## Stated task
Reproduce the records below with every "Annotation task" switched to "Labeling task". Change nothing else.

## Data to use

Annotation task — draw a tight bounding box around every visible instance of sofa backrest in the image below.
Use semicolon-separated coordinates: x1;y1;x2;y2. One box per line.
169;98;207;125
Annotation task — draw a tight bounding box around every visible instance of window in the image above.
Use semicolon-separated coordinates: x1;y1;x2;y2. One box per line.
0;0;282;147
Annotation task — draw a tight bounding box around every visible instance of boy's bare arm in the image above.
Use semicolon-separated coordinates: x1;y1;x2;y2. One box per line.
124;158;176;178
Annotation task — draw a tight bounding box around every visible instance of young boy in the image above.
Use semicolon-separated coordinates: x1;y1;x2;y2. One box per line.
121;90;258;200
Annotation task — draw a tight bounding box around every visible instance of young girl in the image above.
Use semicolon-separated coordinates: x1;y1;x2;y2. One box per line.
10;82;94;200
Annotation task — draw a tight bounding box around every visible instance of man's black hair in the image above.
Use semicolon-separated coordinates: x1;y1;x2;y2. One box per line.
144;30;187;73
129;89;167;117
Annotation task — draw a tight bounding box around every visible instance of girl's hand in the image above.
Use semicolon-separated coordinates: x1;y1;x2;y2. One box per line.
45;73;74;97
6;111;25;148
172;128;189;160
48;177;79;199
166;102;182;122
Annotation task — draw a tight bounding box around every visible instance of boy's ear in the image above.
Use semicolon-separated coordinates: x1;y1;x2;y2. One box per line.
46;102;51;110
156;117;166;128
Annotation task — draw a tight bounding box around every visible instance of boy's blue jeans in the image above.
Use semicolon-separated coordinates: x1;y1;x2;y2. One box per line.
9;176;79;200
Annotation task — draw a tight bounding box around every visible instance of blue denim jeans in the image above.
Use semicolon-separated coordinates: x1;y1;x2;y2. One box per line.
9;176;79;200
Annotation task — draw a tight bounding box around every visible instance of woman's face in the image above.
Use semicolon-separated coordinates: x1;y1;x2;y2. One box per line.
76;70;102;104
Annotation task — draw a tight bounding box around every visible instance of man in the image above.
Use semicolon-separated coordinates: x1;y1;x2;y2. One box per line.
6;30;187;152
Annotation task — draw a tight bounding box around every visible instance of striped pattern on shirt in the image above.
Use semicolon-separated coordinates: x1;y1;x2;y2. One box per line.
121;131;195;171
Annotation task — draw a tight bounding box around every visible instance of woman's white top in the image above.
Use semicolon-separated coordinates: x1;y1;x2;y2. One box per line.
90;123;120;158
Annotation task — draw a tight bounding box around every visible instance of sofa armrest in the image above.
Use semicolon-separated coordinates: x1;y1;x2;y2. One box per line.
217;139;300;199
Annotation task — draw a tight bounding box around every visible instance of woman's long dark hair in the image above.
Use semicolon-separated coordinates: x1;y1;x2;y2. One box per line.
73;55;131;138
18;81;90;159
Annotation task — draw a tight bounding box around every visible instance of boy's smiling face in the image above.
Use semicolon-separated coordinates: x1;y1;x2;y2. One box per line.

## Response to this task
Labeling task — draw a tight bounding box around every visible instance of sofa backrest in the image below.
Use semicolon-separated coordinates: x1;y1;x2;y2. One box per line.
169;98;207;125
Labeling task — draw a tight bounding box around every visible instance of window in the image above.
Use semicolon-separated coordinates: x1;y1;x2;y2. One box per line.
0;0;282;147
Labeling task — draw a tight bounding box around every visible instance of boy's bare arm in the image above.
Use semicolon-separated coordinates: x1;y1;x2;y2. One box per line.
124;158;176;178
Labeling task — draw a tight bounding box around every visible instance of young boy in the image above.
Use semicolon-separated coordinates: x1;y1;x2;y2. One box per line.
121;90;258;200
Labeling task — draw a tight bounding box around every visible instance of young girl in the image above.
Use semicolon-separated coordinates: x1;y1;x2;y2. One box per line.
10;82;94;200
Labeling task — draw a tight bounding box around every visible instance of man's black hair in the image above.
Use semicolon-separated coordinates: x1;y1;x2;y2. One box per line.
144;30;187;73
129;89;167;117
Labeling task — draw a tight bounding box around every visible instance of girl's hand in the image above.
Use semicolon-separated coordinates: x1;y1;x2;y2. One box per line.
45;73;74;97
6;111;25;148
172;128;189;160
48;177;79;199
166;102;182;122
Labeling task — draw a tight bounding box around every visible instance of boy's ear in the image above.
Use semicolon-separated coordinates: x1;y1;x2;y2. One box per line.
46;102;51;110
156;117;166;128
Labeling task — draw a tight bounding box around every visible instance of boy's blue jeans in the image above.
Use semicolon-separated coordinates: x1;y1;x2;y2. One box per line.
9;176;79;200
Labeling task — draw a tight bounding box around every visible instance of blue denim jeans in the image above.
Use semicolon-separated coordinates: x1;y1;x2;y2. One box per line.
9;176;79;200
Labeling task — draw a tight bounding box around every visible instance of woman's face in the image above.
Use semicolon-separated coordinates: x1;y1;x2;y2. One box per line.
76;70;102;104
Labeling task — draw a tight bounding box around every visible instance of man in the image above.
Use semicolon-separated coordinates: x1;y1;x2;y2. One box per line.
6;30;187;152
Labeling task — draw a tight bounding box around every visible instance of striped pattern on shirt in the image above.
Use semicolon-separated coordinates: x1;y1;x2;y2. One box per line.
121;131;195;171
Labeling task — draw a tight bounding box around every visible instance of woman's white top in the image above.
Use semicolon-separated coordinates: x1;y1;x2;y2. One box per line.
90;123;120;158
Labeling task — draw a tight bounding box around every visible instance of sofa armrest in the image above.
Use semicolon-separated coordinates: x1;y1;x2;y2. One box per line.
217;139;300;199
Labeling task — draw a tight bounding box around every visible instance of woman's long dark hair in the image above.
Use semicolon-separated coordinates: x1;y1;x2;y2. One box per line.
73;55;131;138
18;81;90;159
Labeling task — draw a tight bounding box around every visible instance of boy's smiling face in the image above.
Use semicolon-separated coordinates: x1;y1;x2;y2. One box per line.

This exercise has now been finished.